----- Document passage -----
In some embodiments, the pyrolyzate vapor phase comprises a condensate upon cooling having an overall API gravity greater than 20° or greater than 22.3°. In some embodiments, the process further comprises cooling the pyrolyzate vapor phase to form a condensate, and collecting the condensate, wherein the condensate has an overall API gravity greater than 20° or greater than 22.3°.
In some embodiments, the pyrolyzate vapor phase comprises hydrocarbons in an amount recoverable by condensation at 30° C. of at least about 70 parts (preferably 80 parts, more preferably 90 parts) by weight per 100 parts by weight of the heavy oil in the feed mixture. In some embodiments, the pyrolyzate vapor phase comprises less than 5 vol % of non-condensable (30° C.) hydrocarbon gases based on the total volume of hydrocarbons in the pyrolyzate vapor phase (dry basis).
In some embodiments according to the invention, an apparatus for treating heavy oil comprises a heavy oil (API<22.3, preferably API<20) source; a water source; a catalyst particulate source, wherein the catalyst particulates comprise a mineral support and an oxide or acid addition salt of a Group 3-16 metal; a mixing zone to combine 100 parts by weight of the heavy oil, from about 5 to 100 parts by weight water (preferably 20 to 50 parts by weight water), and from about 1 to 20 parts by weight solid catalyst particulates (preferably 5 to 10 parts by weight solid catalyst particulates) into a feed mixture comprising an emulsion; a transfer line to supply the emulsion from the mixing zone to a pyrolysis zone; a combustion gas source to supply a combustion gas to heat the pyrolysis zone; a control system to maintain the pyrolysis zone at a temperature, pressure and residence time to form a pyrolyzate vapor phase; and a vapor line to receive the pyrolyzate vapor phase from the pyrolysis zone. In some embodiments, the combustion gas comprises less than about 1 vol % molecular oxygen, and/or has a temperature from about 300° C. to about 1200° C.
In some embodiments, the apparatus comprises a nozzle to inject the feed mixture into the pyrolysis zone, e.g., to atomize the feed mixture into the hot combustion gas. In some embodiments, the nozzle is directed against a flow of the combustion gas, e.g., sprayed downwardly against an up-flowing combustion flue gas stream introduced into a lower end of a reactor vessel housing the pyrolysis zone, e.g., through a gas inlet through a side or bottom wall of the reactor. In some embodiments, the apparatus comprises a solids collection zone in or below the pyrolysis zone, e.g., at the bottom of a reactor vessel housing the pyrolysis zone, and may further comprise an outlet for continuous or periodic removal of the solids, e.g., using a rotary valve in the outlet.
-----
== Directives ==
1. Please repeat the heavy oil treatment passage word for word, starting with "In some embodiments, the apparatus comprises a nozzle" and going on through "in the outlet.".
2. List the components of the apparatus named in the sentence of the heavy oil treatment passage that begins "In some embodiments according to the invention, an apparatus for treating heavy oil comprises".
----- Listing -----
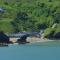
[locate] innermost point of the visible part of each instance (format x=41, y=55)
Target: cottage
x=4, y=38
x=18, y=37
x=1, y=10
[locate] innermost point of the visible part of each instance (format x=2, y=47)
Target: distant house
x=21, y=37
x=18, y=37
x=4, y=38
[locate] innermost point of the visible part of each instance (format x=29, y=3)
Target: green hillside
x=30, y=15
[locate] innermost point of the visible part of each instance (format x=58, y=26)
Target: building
x=4, y=38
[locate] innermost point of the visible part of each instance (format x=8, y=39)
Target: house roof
x=21, y=34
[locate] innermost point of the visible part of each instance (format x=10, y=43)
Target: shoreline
x=37, y=40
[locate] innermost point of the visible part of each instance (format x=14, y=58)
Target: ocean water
x=35, y=51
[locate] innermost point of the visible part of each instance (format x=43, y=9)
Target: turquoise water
x=36, y=51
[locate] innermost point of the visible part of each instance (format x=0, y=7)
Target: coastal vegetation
x=30, y=15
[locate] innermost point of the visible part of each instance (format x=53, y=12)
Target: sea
x=31, y=51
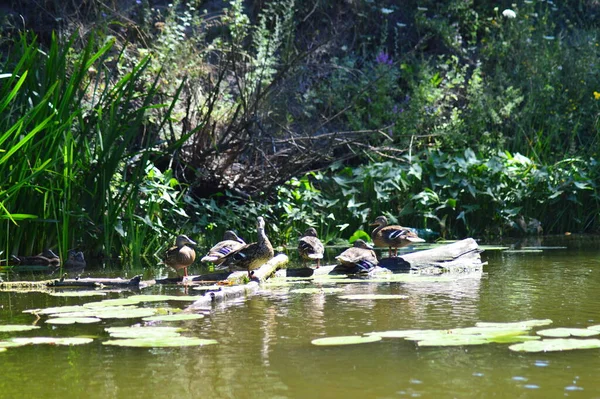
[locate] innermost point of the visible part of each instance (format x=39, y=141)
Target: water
x=264, y=348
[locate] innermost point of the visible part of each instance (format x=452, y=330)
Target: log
x=227, y=293
x=461, y=256
x=97, y=282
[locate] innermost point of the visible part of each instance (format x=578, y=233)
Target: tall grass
x=75, y=145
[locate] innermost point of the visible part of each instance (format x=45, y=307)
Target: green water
x=264, y=348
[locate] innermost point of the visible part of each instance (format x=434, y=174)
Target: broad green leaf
x=345, y=340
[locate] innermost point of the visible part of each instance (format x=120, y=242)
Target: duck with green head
x=181, y=255
x=310, y=247
x=360, y=255
x=392, y=236
x=253, y=255
x=218, y=253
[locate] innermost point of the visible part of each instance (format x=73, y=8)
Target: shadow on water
x=265, y=345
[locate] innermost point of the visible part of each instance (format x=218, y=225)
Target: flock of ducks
x=234, y=254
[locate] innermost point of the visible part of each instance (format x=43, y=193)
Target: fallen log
x=461, y=256
x=231, y=292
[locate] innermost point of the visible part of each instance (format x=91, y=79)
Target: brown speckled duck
x=253, y=255
x=392, y=236
x=310, y=247
x=231, y=243
x=181, y=255
x=360, y=255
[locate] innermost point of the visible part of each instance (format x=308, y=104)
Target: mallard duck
x=310, y=247
x=231, y=243
x=392, y=236
x=360, y=255
x=253, y=255
x=181, y=255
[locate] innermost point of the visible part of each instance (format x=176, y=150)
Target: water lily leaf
x=55, y=310
x=555, y=345
x=403, y=333
x=16, y=327
x=162, y=298
x=78, y=293
x=73, y=320
x=110, y=303
x=143, y=332
x=207, y=287
x=345, y=340
x=454, y=340
x=316, y=290
x=113, y=312
x=373, y=296
x=161, y=342
x=174, y=317
x=563, y=332
x=517, y=324
x=52, y=341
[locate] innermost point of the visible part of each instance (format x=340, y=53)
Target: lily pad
x=346, y=340
x=161, y=342
x=316, y=290
x=78, y=293
x=518, y=324
x=55, y=310
x=556, y=345
x=207, y=287
x=52, y=341
x=562, y=332
x=143, y=332
x=457, y=340
x=175, y=317
x=16, y=327
x=163, y=298
x=373, y=296
x=73, y=320
x=113, y=312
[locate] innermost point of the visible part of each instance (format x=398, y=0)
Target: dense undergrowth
x=462, y=118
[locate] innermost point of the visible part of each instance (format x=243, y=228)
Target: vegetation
x=122, y=127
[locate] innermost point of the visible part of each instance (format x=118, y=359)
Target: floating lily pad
x=55, y=310
x=555, y=345
x=457, y=340
x=143, y=332
x=174, y=317
x=161, y=342
x=373, y=296
x=518, y=324
x=207, y=287
x=113, y=312
x=110, y=303
x=316, y=290
x=52, y=341
x=562, y=332
x=78, y=293
x=16, y=327
x=163, y=298
x=73, y=320
x=345, y=340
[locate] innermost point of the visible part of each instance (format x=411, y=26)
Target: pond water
x=264, y=345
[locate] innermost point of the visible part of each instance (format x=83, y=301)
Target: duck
x=360, y=255
x=218, y=253
x=252, y=256
x=310, y=247
x=392, y=236
x=181, y=255
x=45, y=258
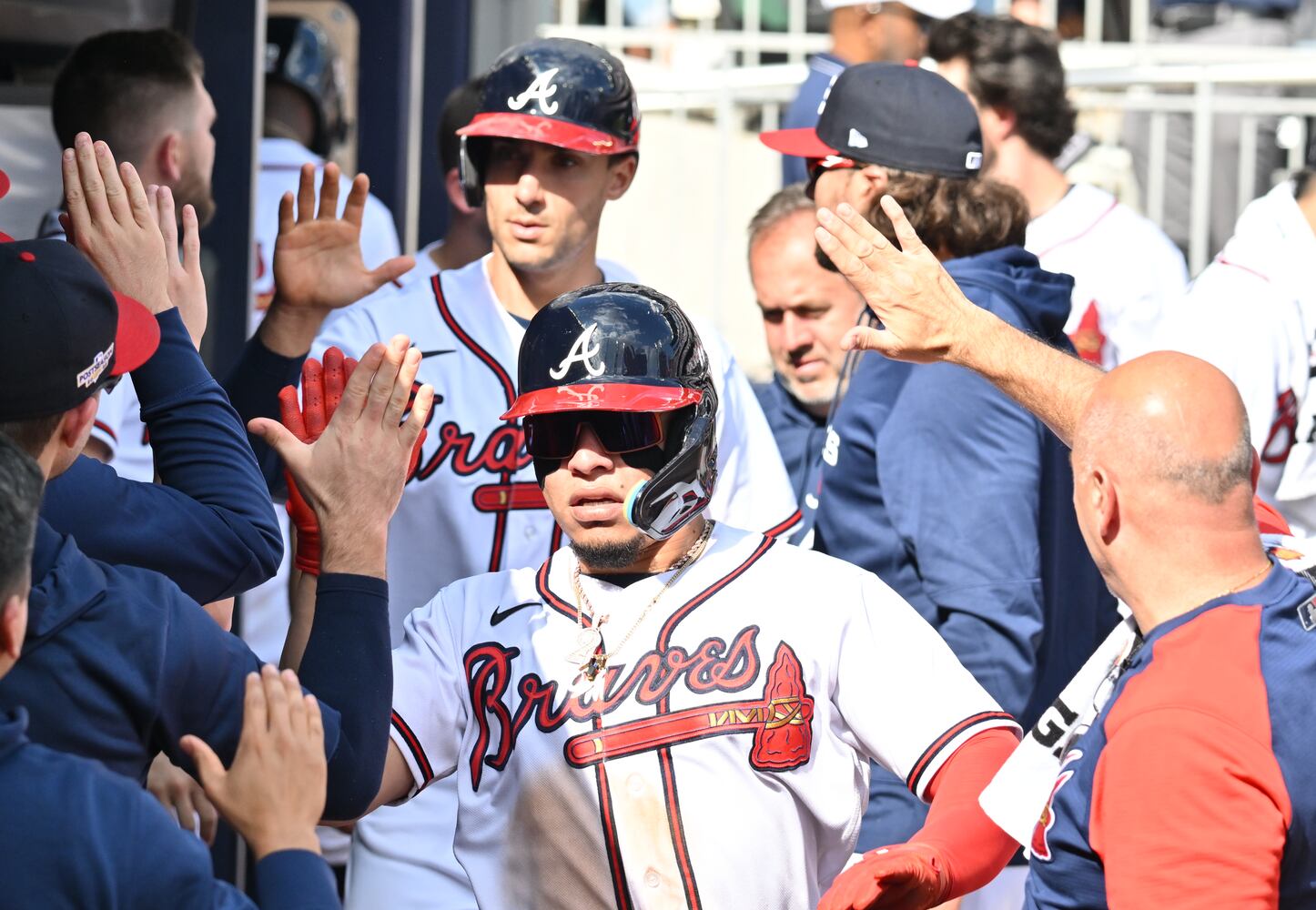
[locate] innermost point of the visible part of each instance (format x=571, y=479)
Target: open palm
x=318, y=254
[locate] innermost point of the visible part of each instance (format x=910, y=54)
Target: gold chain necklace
x=589, y=653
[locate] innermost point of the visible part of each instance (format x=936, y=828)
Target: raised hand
x=321, y=390
x=182, y=796
x=903, y=877
x=186, y=286
x=318, y=259
x=351, y=473
x=114, y=225
x=274, y=794
x=924, y=315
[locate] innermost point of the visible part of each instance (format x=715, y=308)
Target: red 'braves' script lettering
x=501, y=452
x=713, y=667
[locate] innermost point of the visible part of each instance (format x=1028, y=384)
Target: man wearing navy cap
x=862, y=33
x=118, y=663
x=955, y=495
x=87, y=835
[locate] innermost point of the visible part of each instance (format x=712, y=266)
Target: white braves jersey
x=474, y=504
x=475, y=507
x=725, y=763
x=280, y=168
x=1126, y=271
x=1251, y=313
x=118, y=426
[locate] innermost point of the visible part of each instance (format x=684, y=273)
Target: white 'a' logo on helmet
x=582, y=351
x=542, y=89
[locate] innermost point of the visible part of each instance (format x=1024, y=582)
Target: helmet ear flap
x=683, y=487
x=469, y=175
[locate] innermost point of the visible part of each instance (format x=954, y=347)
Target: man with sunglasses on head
x=658, y=714
x=940, y=484
x=553, y=141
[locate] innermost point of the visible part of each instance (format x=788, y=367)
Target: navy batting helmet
x=298, y=52
x=628, y=349
x=558, y=91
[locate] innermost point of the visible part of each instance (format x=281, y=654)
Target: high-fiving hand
x=111, y=221
x=903, y=877
x=274, y=792
x=351, y=473
x=926, y=317
x=318, y=260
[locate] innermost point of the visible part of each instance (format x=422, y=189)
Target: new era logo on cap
x=899, y=116
x=66, y=333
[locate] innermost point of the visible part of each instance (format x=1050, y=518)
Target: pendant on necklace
x=587, y=643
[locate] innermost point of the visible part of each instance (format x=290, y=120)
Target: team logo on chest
x=779, y=721
x=542, y=89
x=1040, y=848
x=583, y=351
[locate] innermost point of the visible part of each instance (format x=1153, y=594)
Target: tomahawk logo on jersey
x=474, y=504
x=731, y=712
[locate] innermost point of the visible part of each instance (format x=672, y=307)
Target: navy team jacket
x=78, y=836
x=211, y=525
x=962, y=501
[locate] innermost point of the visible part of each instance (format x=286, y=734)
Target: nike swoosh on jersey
x=501, y=614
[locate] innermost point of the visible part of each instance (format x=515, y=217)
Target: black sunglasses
x=554, y=436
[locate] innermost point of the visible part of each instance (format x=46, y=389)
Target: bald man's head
x=1169, y=425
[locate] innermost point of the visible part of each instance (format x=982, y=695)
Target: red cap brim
x=1269, y=521
x=602, y=396
x=548, y=130
x=802, y=142
x=137, y=339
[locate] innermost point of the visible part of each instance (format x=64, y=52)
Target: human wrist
x=289, y=329
x=351, y=547
x=283, y=838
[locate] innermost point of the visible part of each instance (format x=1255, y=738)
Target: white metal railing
x=1157, y=79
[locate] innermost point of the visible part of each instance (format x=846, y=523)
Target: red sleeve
x=1189, y=812
x=968, y=844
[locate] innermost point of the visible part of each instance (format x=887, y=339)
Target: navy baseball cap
x=65, y=333
x=891, y=115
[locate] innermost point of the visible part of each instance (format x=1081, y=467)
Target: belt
x=1192, y=16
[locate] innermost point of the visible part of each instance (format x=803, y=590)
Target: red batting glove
x=902, y=877
x=321, y=390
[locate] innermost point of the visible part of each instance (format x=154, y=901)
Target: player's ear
x=168, y=157
x=869, y=183
x=456, y=197
x=14, y=628
x=622, y=174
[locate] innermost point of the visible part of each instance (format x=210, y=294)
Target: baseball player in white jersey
-----
== Answers given ==
1.
In some embodiments, the apparatus comprises a nozzle to inject the feed mixture into the pyrolysis zone, e.g., to atomize the feed mixture into the hot combustion gas. In some embodiments, the nozzle is directed against a flow of the combustion gas, e.g., sprayed downwardly against an up-flowing combustion flue gas stream introduced into a lower end of a reactor vessel housing the pyrolysis zone, e.g., through a gas inlet through a side or bottom wall of the reactor. In some embodiments, the apparatus comprises a solids collection zone in or below the pyrolysis zone, e.g., at the bottom of a reactor vessel housing the pyrolysis zone, and may further comprise an outlet for continuous or periodic removal of the solids, e.g., using a rotary valve in the outlet.

2.
- a heavy oil source
- a water source
- a catalyst particulate source
- a mixing zone
- a transfer line
- a combustion gas source
- a control system
- a vapor line